PASSAGE FOR REVIEW:

___

Paper Review: An Empirical Model of Large-Batch Training

2024-9-19

Paper here.

Raw Notes

  • First I'll note that the implications here are not so relevant to me, who is compute limited (usually to an A100 GPU); I mostly am just looking for GPU saturation, which isn't something that I actually was looking at too closely before...
  • Pareto-front: for a given computational cost, higher parallelism gives you more accuracy, but also takes longer. For a given wall-clock time, higher parallelism gives you higher accuracy, but for higher computational cost. This makes sense in both cases.
  • The idea that SGD type optimizers -- smaller steps have higher variance. Potentially this is good in the start of training to get out of local optima (wow, the assumptions we make here; wild). But also, less steps has a lower variance - they are closer to the true direction of the gradient over the training set.
  • Minibatch gradient is an estimate of true gradient. Larger batches give better, lower variance estimates.

___

MATERIAL PROVIDED:
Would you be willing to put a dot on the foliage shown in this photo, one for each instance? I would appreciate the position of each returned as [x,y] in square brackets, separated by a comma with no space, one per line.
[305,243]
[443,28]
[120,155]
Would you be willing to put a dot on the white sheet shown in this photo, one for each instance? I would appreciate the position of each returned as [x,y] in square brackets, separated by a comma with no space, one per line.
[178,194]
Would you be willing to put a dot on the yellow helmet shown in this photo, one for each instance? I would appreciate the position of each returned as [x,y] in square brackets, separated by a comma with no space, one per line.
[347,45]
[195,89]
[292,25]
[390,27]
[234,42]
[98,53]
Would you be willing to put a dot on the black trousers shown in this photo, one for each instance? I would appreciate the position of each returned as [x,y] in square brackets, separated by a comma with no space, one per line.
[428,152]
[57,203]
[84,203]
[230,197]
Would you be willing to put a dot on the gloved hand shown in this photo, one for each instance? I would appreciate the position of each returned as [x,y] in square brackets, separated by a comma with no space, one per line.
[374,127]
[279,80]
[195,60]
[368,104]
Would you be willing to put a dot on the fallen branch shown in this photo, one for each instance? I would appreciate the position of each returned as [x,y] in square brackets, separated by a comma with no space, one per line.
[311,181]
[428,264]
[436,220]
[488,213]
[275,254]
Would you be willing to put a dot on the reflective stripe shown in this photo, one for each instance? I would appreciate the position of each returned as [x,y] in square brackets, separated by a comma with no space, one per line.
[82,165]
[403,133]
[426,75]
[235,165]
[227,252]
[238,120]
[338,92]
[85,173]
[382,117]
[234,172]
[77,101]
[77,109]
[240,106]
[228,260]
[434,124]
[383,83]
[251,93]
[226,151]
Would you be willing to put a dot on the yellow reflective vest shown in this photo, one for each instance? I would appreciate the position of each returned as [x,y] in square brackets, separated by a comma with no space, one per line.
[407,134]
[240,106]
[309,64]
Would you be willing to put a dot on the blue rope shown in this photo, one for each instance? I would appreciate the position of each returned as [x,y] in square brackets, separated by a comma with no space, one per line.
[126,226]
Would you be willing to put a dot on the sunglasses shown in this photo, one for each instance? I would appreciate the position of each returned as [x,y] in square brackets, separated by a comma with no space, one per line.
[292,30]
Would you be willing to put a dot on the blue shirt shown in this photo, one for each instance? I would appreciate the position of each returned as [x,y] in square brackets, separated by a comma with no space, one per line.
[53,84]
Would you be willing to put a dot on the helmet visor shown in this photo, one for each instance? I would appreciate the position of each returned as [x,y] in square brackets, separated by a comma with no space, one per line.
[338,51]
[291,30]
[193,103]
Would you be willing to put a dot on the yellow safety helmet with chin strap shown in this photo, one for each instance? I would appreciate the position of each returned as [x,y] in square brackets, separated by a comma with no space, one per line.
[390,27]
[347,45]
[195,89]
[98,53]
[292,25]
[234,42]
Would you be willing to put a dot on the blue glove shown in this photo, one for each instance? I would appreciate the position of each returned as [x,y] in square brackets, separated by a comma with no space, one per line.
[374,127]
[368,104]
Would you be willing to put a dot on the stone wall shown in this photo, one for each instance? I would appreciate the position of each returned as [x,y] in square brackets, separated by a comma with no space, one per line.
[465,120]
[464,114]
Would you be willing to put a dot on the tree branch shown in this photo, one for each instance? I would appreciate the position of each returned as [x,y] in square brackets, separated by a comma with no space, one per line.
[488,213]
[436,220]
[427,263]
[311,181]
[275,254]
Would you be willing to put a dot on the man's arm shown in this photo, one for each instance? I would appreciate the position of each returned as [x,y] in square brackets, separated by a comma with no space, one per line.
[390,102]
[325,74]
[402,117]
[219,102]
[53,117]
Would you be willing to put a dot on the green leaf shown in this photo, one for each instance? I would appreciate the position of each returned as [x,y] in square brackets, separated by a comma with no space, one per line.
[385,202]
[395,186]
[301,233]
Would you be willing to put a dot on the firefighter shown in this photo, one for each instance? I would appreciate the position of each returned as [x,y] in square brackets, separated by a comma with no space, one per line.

___

PARTS OF THE EXERCISE:
(a) Write out the part of the large-batch training review above, starting with "Paper Review: An" and going on through "in both cases.".
(b) Continue the large-batch training review from the point where it stops.

YOUR RESPONSES:
(a)
Paper Review: An Empirical Model of Large-Batch Training

2024-9-19

Paper here.

Raw Notes

  • First I'll note that the implications here are not so relevant to me, who is compute limited (usually to an A100 GPU); I mostly am just looking for GPU saturation, which isn't something that I actually was looking at too closely before...
  • Pareto-front: for a given computational cost, higher parallelism gives you more accuracy, but also takes longer. For a given wall-clock time, higher parallelism gives you higher accuracy, but for higher computational cost. This makes sense in both cases.

(b)
  • They drive to some definition of noise scale. I get lost around 2.5 - the expansions are a bit about my paygrade currently. Namely, lost by the trace and the hessian (but working on it).
  • B_crit is the critical batch size - the optimal computational place to put it for efficiency and cost. And they estimate this with being proportial to B_noise. B_noise itself can be estimated by B_simple.
  • A whole bunch of other discussion. Notably, B_noise increases as you reach a lower loss, so thus the optimal batch size increases as well.
  • But also, there's some complexity injected by learning rates. Learning rates
  • I don't get why larger batches -> larger optimal learning rates. And also lower loss -> large batches. But often we have a decay in the learning rate, per a learning rate schedule, towards the end. Claude says: it's complicated. Depends, but in practice, decaying learning rates can work well. Higher earlier is better for fine-tuning. Hmm.
  • In trying to calculate it myself, it seems we need to do some per sample calculation - which is a bit tricky. I'm not exactly sure about this calculation, but I will return to it later.

My Thoughts

  1. Need to dig in on hessian. Getting that it's some second order partial derivative of a matrix valued function - but not really following the relationships here. Additionally, tr(H @ Sigma) - yeah, I'm a bit lost here.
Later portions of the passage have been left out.